[Requirement]
Copy the entries below word for word, from the line containing "Find every instance of the tree" through the line containing "<point>102,112</point>", with both of those lines included.
--- start of Supplied data ---
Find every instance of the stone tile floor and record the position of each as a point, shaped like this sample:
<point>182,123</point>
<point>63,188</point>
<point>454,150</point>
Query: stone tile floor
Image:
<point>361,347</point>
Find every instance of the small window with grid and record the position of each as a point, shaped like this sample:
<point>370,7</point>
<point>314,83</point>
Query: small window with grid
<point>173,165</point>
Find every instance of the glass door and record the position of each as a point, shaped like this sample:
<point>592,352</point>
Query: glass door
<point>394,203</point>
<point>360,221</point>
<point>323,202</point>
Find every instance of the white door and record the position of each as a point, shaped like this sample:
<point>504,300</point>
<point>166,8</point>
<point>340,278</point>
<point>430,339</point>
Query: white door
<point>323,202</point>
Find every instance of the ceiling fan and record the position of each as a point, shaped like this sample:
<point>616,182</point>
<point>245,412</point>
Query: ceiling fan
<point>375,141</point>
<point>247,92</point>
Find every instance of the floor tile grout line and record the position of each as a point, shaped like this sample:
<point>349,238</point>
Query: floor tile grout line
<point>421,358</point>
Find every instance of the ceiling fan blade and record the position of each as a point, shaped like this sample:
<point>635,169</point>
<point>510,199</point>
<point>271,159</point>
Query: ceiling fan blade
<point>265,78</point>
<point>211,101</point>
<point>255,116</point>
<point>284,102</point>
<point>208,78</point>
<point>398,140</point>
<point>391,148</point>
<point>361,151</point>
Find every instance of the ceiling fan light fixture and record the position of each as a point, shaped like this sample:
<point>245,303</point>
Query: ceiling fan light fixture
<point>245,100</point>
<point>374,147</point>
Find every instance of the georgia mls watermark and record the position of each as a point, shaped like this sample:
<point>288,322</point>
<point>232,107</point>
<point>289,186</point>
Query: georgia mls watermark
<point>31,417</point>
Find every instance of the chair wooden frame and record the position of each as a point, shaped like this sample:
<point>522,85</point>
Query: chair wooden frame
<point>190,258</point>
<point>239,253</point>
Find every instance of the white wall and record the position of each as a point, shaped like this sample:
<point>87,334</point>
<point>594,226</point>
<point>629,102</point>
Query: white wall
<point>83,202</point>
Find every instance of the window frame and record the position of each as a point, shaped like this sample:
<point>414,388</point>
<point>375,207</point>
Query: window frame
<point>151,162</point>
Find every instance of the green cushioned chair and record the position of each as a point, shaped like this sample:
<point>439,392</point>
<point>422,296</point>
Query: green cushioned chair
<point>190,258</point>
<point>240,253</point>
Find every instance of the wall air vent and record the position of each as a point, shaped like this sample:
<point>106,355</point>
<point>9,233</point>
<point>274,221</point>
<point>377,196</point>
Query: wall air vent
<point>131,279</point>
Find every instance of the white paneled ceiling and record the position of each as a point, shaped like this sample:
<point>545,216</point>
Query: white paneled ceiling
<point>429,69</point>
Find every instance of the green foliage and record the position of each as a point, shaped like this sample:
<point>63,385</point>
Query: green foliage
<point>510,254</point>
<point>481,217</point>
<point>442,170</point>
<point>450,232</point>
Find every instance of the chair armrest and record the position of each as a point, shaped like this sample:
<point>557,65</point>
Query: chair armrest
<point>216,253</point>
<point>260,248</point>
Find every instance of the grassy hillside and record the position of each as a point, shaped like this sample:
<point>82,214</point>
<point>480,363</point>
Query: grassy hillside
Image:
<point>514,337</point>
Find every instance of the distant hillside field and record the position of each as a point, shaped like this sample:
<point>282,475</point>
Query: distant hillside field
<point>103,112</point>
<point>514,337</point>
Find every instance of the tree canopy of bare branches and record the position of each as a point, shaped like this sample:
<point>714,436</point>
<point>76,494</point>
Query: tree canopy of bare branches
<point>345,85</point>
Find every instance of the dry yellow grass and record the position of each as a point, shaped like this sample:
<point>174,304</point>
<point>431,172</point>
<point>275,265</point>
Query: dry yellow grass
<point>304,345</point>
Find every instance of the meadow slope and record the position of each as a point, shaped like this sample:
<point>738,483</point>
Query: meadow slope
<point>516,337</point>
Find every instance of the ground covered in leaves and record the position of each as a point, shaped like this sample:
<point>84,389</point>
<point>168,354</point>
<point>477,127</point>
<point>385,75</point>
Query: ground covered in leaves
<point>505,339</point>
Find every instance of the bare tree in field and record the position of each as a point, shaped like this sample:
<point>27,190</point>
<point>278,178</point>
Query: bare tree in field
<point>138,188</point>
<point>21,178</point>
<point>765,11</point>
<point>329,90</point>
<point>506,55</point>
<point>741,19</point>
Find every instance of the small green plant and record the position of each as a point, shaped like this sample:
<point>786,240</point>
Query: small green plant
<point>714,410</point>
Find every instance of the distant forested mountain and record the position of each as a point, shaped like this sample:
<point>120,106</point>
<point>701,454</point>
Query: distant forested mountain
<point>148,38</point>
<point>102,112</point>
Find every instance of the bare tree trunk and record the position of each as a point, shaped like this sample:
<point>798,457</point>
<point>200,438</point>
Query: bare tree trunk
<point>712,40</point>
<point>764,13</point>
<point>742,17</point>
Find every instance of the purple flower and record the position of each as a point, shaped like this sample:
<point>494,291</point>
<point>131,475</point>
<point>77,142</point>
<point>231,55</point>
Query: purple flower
--- end of Supplied data ---
[Exercise response]
Find every instance of the tree canopy of bare branches and record the position of each as a point, shaped like this sample:
<point>714,436</point>
<point>76,494</point>
Query: tree canopy of bare branches
<point>345,85</point>
Find every instance of the dry yellow grass and record the position of each as a point, shaped like this sample:
<point>174,304</point>
<point>431,172</point>
<point>275,265</point>
Query: dry yellow grass
<point>304,345</point>
Find every instance of the meadow slope and record the position of each as a point, shaped like this sample:
<point>738,483</point>
Query: meadow slope
<point>516,337</point>
Find every instance of the ground covered in leaves and record the position of each as a point, shaped like this sample:
<point>84,389</point>
<point>168,354</point>
<point>477,127</point>
<point>385,75</point>
Query: ground covered in leaves
<point>505,339</point>
Find every instance of the bare tree in field and record the position of each as a point, shaped like this sample:
<point>27,190</point>
<point>278,178</point>
Query: bare tree in field
<point>138,188</point>
<point>21,178</point>
<point>765,11</point>
<point>329,90</point>
<point>506,55</point>
<point>741,19</point>
Find every instance of the small green plant and record the position of each as a point, shaped like this sample:
<point>786,240</point>
Query: small green plant
<point>714,410</point>
Find every instance of the distant forested mountain and record the position of each as a point, shaped like this sample:
<point>120,106</point>
<point>701,454</point>
Query: distant forested mountain
<point>148,38</point>
<point>102,112</point>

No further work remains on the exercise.